Entries from a point annotation set

****************************************

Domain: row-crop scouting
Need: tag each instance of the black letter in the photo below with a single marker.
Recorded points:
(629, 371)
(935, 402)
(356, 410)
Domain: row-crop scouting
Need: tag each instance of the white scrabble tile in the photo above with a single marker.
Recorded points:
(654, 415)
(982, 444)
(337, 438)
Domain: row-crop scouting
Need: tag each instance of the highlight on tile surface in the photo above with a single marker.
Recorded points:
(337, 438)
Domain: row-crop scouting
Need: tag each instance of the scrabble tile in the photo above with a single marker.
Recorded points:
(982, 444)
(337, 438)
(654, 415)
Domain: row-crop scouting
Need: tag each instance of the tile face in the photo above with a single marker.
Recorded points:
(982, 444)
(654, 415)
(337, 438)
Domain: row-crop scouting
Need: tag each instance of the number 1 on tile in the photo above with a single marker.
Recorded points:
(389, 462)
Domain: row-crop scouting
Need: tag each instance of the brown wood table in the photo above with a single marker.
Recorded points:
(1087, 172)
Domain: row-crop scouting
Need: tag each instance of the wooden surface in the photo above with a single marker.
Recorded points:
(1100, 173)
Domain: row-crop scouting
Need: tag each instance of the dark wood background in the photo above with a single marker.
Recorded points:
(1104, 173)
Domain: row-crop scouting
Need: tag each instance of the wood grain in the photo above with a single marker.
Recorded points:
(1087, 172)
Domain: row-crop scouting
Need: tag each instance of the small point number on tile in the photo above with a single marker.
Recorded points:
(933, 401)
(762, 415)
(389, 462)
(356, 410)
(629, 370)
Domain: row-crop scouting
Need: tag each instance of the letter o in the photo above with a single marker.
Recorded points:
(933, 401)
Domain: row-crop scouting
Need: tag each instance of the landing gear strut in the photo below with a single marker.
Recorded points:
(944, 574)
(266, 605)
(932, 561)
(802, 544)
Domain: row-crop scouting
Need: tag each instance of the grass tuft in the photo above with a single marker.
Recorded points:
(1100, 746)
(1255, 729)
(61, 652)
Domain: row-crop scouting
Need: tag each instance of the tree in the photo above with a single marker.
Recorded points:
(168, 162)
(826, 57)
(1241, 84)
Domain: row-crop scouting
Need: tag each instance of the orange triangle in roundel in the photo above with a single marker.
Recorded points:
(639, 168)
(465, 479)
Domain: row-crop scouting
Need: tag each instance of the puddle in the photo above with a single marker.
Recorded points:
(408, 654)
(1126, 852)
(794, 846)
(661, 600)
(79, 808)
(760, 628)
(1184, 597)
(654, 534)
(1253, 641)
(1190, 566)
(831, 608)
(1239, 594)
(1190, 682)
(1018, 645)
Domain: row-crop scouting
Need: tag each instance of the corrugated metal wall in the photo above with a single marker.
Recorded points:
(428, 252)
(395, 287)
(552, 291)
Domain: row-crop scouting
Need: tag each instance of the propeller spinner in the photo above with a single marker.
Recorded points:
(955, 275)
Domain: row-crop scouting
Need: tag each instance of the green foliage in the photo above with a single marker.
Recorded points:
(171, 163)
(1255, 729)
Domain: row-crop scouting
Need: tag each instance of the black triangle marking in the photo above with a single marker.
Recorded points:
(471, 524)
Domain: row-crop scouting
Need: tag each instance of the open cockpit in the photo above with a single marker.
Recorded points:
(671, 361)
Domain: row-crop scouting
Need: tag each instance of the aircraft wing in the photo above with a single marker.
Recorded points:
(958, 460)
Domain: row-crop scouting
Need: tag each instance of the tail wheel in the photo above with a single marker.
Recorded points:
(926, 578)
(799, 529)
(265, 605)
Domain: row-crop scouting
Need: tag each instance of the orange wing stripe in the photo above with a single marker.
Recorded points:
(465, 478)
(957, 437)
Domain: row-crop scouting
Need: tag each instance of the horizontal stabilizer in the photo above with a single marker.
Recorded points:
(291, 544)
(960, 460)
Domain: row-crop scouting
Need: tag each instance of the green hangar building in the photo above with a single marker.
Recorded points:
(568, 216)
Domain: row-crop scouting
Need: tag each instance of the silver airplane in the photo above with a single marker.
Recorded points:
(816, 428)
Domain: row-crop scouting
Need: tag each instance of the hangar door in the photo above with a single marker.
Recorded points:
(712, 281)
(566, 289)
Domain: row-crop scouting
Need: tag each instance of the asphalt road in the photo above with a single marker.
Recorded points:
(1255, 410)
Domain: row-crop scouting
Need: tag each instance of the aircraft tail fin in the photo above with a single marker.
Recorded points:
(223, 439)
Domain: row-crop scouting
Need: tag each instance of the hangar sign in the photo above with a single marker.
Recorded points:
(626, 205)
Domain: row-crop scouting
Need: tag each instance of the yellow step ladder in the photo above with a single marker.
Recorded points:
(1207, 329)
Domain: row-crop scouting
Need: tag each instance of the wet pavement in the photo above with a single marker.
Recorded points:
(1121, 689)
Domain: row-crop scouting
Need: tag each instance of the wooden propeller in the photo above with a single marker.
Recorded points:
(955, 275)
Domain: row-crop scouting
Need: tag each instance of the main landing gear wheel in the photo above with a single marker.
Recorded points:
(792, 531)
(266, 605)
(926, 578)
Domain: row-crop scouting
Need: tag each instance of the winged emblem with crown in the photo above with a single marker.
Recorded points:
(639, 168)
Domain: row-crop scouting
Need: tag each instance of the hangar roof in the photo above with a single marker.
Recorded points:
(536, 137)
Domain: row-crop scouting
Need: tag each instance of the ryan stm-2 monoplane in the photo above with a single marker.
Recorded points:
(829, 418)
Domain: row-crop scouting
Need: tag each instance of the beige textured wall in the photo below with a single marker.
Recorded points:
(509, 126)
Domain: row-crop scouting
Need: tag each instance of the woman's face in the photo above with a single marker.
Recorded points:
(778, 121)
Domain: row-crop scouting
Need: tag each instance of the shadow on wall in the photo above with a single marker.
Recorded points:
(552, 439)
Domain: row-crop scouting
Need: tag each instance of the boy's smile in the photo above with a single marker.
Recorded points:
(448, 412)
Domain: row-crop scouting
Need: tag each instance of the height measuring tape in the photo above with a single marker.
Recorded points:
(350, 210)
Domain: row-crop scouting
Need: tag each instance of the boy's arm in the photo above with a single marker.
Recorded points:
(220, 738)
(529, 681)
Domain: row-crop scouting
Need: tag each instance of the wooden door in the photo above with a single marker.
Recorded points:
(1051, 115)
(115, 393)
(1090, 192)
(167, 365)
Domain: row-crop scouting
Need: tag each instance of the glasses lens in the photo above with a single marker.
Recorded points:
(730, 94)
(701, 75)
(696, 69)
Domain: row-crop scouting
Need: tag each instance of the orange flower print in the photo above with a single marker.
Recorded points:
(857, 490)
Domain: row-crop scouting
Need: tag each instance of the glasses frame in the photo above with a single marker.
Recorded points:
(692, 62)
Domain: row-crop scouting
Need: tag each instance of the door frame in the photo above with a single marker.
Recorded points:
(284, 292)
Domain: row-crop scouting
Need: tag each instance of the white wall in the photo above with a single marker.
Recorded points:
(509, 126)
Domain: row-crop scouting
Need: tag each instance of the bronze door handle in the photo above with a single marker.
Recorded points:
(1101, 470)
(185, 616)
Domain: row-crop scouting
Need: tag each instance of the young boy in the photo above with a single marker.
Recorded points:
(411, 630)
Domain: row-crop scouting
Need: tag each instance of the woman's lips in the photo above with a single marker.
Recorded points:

****************************************

*The problem*:
How many lines in the items above contain the string "scrabble"? Reply with the number alone.

*Result for this exercise*:
2